Aim 1 ▸ Set down the part of the forum thread about China and the NBA starting at "People do care" and ending at "Iran, and Venezuela.", word for word.
Aim 2 ▸ In the forum thread about China and the NBA, since when has integrating Hong Kong into the Mainland been the plan?
Aim 3 ▸ Extend the forum thread about China and the NBA, picking up right after its last sentence.

American culture permeates _a lot_ of world culture. It dominates pretty much
everything. China thought it could import some of it, and then export some of
theirs back when the taste of what they'd brought in started to sour. Not so,
it seems. Americans like their crass free speech and their memes.

...

I'm actually fairly amenable to arguments about national sovereignty and am
willing to hear ones about how we (read: the West) need to back off about Hong
Kong because, well, we made that deal and China wants to follow through with
integrating them into the Mainland. That has been the plan since 1990s. But is
_this_ the price I have to pay? Importing Chinese cultural norms to _my_
country? _My_ pro sports stars literally kowtowing to insistence that we
"respect" the wishes of an authoritarian Communist government? Fans at games
getting kicked out for waving Hong Kong flags? Well fuck that, and fuck anyone
who thinks that's just "the cost of doing business". We've let this charade go
on long enough. Since the 1990s we've pretended that the more their economy
"liberalized" the more they'd become "open" to "democracy". This is a
rhetorical ploy, used by elites to mostly just enrich themselves in the
process of selling out the rest of us - via IP theft or moving the
manufacturing base elsewhere to save some basis points. Free Trade Maximalism
is what got us here, and yeah you get cheap goods from China ... but is it
really worth it. No really. Is it worth _this_?

Here's what this is really about, and what people who are upset about this are
really getting at: we're pretty dissatisfied with how US corporations (and our
own government, frankly) have behaved for the last ~30 years or so. It's
manifesting with the NBA and video games in China because that pulls in a lot
of cash right now and it's run by a lot of characters we don't really like
(video games more so than the NBA, if I'm being fair). So, yes, people should
be mad at the behavior of Chinese corporations and the Chinese government (but
I repeat myself) ... who they should _also_ be mad at is leaders of US
corporations who haven't had anything else as a goal but maximizing
shareholder returns on a time horizon that matters for no one but themselves.

------
siculars
Nobody cares about wonk trade policy

Nobody cares about economic spreadsheets.

People do care about the NBA, like in a real way. The average American will
not allow a beloved American institution to cowtow to ChiComms.

China has overplayed and has done it with the wrong President in the office.
Trump is looking for anything to move the needle for him on China and they
just gifted him something amazing.

------
throwaway667543
I’m having a hard time reconciling this uproar when everyone is fine with the
sanctions on Cuba, Iran, and Venezuela.

Entries supplied ▸

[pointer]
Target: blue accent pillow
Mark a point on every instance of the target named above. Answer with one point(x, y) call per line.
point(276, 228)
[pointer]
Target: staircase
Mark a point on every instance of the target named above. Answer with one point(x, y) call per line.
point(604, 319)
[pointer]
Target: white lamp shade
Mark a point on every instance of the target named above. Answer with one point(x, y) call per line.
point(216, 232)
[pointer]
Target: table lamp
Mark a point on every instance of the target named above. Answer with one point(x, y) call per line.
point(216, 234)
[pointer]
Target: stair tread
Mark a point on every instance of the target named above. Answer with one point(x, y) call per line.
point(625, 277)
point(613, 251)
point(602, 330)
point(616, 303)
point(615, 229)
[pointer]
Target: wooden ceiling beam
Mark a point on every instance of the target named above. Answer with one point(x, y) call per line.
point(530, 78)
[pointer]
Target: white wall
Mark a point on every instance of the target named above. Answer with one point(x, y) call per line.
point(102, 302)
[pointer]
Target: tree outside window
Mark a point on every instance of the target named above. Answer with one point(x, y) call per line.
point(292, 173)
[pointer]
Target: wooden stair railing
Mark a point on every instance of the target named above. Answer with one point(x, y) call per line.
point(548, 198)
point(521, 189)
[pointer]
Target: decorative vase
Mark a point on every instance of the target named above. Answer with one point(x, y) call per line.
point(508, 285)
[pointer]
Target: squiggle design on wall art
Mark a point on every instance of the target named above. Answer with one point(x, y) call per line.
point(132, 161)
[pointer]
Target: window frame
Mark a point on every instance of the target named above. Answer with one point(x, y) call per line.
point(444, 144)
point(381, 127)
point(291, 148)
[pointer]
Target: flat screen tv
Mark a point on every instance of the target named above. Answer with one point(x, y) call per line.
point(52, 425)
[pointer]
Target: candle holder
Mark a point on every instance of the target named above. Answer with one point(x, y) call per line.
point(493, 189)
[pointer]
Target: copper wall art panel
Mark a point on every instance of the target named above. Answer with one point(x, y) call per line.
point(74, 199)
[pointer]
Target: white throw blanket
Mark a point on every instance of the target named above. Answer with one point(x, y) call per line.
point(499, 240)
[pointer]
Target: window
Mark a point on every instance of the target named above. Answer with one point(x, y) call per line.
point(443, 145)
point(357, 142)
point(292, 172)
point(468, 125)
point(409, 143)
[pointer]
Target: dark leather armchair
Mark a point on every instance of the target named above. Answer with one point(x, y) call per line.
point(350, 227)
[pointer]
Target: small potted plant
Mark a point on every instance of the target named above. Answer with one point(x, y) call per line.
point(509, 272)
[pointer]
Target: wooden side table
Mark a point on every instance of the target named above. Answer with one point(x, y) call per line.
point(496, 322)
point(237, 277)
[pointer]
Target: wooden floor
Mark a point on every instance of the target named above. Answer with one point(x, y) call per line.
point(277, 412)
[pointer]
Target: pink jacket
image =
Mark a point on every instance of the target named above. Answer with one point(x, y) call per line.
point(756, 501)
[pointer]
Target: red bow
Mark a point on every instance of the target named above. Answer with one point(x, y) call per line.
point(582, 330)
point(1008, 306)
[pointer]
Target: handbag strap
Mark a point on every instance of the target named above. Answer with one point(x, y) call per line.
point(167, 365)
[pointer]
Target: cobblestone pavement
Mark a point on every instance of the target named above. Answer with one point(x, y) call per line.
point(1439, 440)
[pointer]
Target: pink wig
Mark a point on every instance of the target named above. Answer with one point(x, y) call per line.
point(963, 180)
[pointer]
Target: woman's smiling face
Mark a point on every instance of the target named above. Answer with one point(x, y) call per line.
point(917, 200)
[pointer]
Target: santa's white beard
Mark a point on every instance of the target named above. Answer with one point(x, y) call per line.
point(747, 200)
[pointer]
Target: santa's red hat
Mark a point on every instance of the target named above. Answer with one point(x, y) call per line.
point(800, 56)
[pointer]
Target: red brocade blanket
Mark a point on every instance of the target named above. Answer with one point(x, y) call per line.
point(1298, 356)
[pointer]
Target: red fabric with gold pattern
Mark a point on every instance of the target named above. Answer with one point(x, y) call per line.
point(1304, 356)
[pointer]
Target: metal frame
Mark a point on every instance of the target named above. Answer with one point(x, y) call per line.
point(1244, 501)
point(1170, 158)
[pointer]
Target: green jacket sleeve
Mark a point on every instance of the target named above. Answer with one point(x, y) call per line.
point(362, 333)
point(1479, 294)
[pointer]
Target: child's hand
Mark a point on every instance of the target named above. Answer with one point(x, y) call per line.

Output 1 ▸
People do care about the NBA, like in a real way. The average American will
not allow a beloved American institution to cowtow to ChiComms.

China has overplayed and has done it with the wrong President in the office.
Trump is looking for anything to move the needle for him on China and they
just gifted him something amazing.

------
throwaway667543
I’m having a hard time reconciling this uproar when everyone is fine with the
sanctions on Cuba, Iran, and Venezuela.

Output 2 ▸ Since the 1990s.

Output 3 ▸
I do find it interesting that all of this is happening during thr president’s
possible impeachment along with the recent ruling that Americans were
illegally spied on.

------
AFascistWorld
> Clinton began his term believing that trade sanctions could pressure China
> to improve human rights conditions. But after a year of debilitating debate,
> he was forced to reverse his policy of link- ing trade to human rights. >He
> was right to do so. By continuing to grant MFN to China, Clinton will help
> advance the $38 billion trading relationship which the U.S. now enjoys with
> the world's fastest growing economy. Moreover, by increasing prosperity in
> China through greater trade, the U.S. can help to create the economic
> freedoms that are the foundation upon which political freedom will someday
> emerge.

>Clinton began to end this spectacle of confusion last week when he decided to
renew MFN almost with- out condition. Perhaps the most important aspect of his
decision is philosophical; the President has now adopted the view that trade
relations must be separated from U.S. political goals with China. Moreover, he
has endorsed the view that increased U.S.-China trade can promote economic
freedoms, which in the long run will spur the growth of political freedoms in
China.

>This step alone will help to reassure Asian friends and adversaries that
Clinton plans to get a better grip on foreign policy.

>Now that Clinton has reversed his policy, he should move quickly to exact a
price-of Beijing's cooperation in two areas of critical concern to the U.S.
They are:

* Ending North Korea's nuclear threat...

* Better treatment for Hong Kong and Taiwan... -

[https://www.heritage.org/report/the-collapse-clintons-
china-...](https://www.heritage.org/report/the-collapse-clintons-china-..).
June 3, 1994

------
silentbeat
The communist is using profit to control the capitalist, the irony is painful.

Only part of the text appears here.